Data extracted from a collection:
-------------------------

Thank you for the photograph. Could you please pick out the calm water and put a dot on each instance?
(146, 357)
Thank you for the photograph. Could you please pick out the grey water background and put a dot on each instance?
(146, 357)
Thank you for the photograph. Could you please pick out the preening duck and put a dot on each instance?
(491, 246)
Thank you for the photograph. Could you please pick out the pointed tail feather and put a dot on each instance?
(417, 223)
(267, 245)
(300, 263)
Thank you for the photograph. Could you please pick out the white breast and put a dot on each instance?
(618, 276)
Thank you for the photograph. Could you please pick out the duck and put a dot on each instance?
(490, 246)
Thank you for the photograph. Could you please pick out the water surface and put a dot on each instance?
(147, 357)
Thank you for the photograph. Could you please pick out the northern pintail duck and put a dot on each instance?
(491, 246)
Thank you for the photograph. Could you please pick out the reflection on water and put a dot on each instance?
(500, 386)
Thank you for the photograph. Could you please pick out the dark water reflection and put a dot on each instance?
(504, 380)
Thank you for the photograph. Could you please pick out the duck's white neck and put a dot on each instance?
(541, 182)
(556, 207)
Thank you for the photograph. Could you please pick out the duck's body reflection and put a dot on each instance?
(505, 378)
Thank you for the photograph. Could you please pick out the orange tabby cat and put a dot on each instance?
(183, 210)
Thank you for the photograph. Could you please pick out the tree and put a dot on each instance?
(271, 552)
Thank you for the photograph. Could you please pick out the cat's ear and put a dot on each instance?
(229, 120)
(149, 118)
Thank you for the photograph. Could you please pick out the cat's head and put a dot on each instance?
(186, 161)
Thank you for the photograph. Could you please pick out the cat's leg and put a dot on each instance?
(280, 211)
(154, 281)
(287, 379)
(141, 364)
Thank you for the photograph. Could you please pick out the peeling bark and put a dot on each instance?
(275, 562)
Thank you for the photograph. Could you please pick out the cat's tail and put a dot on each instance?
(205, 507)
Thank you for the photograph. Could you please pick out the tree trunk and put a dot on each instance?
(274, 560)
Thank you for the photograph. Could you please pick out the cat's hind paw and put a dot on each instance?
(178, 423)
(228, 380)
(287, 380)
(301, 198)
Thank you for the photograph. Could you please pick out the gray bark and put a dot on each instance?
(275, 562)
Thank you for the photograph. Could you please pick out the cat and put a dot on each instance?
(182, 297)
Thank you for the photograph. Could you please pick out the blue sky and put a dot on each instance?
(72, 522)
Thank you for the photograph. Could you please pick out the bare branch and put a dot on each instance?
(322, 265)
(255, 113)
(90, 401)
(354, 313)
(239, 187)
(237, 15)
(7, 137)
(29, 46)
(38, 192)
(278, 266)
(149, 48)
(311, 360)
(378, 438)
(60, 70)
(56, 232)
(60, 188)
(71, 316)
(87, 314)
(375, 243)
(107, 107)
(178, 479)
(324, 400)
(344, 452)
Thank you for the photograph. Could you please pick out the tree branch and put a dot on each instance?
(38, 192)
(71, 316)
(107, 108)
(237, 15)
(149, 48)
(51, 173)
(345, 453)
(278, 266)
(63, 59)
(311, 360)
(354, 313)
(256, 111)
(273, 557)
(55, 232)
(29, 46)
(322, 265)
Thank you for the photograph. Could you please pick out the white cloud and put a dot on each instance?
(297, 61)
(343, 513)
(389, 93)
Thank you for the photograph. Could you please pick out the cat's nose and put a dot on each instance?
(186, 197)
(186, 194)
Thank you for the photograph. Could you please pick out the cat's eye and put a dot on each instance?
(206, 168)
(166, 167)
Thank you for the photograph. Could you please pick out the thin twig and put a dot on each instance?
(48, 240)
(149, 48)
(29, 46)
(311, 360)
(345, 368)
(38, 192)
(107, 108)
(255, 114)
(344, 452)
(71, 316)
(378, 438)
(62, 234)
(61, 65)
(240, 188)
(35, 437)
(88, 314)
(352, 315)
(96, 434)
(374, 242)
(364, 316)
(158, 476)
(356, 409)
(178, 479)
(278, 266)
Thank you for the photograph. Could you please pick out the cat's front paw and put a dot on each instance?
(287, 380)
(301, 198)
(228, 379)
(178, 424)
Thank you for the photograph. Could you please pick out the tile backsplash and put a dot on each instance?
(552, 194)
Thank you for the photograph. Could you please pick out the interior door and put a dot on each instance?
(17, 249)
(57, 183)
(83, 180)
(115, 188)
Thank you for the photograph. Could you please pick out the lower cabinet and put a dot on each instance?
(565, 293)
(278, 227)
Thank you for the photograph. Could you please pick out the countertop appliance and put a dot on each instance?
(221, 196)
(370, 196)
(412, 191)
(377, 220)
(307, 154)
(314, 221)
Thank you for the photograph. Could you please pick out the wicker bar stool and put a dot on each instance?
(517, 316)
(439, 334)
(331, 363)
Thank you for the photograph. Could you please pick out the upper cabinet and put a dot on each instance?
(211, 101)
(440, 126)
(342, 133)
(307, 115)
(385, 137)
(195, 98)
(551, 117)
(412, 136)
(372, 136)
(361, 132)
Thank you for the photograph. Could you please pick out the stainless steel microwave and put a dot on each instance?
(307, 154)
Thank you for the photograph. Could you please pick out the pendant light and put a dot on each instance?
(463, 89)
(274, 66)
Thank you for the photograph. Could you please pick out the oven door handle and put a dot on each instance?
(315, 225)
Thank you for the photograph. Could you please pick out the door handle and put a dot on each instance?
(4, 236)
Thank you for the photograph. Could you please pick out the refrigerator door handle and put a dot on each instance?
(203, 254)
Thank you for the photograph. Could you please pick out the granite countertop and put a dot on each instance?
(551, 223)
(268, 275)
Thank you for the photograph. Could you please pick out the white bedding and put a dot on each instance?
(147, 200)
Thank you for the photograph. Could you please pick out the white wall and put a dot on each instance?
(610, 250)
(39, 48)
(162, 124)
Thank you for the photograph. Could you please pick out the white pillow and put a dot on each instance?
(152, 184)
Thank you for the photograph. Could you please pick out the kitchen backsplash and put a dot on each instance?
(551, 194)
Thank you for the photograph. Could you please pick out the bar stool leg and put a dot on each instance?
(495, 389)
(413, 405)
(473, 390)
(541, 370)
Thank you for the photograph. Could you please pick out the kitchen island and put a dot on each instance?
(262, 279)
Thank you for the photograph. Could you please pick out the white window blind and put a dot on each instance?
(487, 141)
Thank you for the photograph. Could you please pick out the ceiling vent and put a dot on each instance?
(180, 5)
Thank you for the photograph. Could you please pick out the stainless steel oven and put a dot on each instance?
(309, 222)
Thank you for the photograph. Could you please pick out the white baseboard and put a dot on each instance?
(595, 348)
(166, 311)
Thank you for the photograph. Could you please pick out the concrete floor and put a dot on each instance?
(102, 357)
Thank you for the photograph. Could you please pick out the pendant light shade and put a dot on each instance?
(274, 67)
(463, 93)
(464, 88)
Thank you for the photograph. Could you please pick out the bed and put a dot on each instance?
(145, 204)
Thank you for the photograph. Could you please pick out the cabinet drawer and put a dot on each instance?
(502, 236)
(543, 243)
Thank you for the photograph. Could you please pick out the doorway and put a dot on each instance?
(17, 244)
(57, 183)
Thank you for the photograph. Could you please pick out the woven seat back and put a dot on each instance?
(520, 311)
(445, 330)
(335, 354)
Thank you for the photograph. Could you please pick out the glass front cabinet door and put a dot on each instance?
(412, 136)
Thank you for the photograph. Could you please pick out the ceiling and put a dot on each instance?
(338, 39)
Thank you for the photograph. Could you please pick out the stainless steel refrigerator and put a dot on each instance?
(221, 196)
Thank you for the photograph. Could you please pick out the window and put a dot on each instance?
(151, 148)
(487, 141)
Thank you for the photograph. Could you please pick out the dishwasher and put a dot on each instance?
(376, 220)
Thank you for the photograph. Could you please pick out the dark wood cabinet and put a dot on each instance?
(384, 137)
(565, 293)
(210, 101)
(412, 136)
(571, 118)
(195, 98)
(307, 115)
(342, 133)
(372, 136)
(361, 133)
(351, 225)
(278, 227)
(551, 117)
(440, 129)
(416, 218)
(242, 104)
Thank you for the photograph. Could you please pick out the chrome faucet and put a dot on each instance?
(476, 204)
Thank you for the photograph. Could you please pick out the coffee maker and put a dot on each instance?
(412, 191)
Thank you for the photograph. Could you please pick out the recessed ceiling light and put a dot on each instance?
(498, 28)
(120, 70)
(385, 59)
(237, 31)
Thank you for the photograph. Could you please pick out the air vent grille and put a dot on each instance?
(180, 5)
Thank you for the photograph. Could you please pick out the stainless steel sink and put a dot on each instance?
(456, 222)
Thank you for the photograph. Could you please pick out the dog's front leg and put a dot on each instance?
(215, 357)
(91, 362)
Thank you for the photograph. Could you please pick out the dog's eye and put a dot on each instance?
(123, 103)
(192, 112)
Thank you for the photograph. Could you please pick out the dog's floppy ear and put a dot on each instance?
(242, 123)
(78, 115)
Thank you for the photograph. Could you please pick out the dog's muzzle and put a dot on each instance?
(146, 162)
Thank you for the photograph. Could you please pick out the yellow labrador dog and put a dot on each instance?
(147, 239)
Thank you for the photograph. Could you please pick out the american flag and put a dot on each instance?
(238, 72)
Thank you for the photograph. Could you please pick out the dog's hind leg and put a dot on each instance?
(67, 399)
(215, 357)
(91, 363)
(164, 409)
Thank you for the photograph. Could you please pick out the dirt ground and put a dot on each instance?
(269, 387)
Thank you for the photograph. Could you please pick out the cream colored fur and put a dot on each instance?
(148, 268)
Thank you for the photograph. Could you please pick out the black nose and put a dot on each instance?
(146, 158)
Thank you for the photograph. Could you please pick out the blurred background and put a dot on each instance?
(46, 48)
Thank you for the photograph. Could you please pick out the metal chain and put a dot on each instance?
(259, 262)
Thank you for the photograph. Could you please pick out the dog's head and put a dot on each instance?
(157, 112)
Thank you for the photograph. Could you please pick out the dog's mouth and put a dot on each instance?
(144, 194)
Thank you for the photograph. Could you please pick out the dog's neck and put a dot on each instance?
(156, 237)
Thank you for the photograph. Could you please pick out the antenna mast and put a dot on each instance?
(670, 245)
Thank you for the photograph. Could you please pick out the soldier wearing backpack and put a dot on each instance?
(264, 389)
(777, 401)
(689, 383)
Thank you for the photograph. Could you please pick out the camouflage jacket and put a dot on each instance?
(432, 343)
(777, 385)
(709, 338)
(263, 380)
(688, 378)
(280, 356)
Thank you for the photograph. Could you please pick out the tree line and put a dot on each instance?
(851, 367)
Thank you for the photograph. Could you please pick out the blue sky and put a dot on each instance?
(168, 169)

-------------------------

WHAT THE TASK ASKS: Write out only those lines of the entries that lie between the line containing "mast and put a dot on each instance?" and the last line, inclusive, reproducing them exactly.

WRITTEN SOLUTION:
Thank you for the photograph. Could you please pick out the antenna mast and put a dot on each instance?
(670, 245)
Thank you for the photograph. Could you please pick out the soldier wearing backpack and put a dot on each instance?
(264, 389)
(777, 401)
(689, 383)
Thank you for the photograph. Could you please pick out the camouflage jacket and put a dot on each instance?
(432, 343)
(777, 385)
(709, 338)
(263, 380)
(688, 378)
(280, 356)
Thank you for the photograph. Could you please pick out the tree line and put a dot on each instance?
(851, 367)
Thank you for the photograph. Could you please pick out the blue sky and put a dot on each instance?
(168, 169)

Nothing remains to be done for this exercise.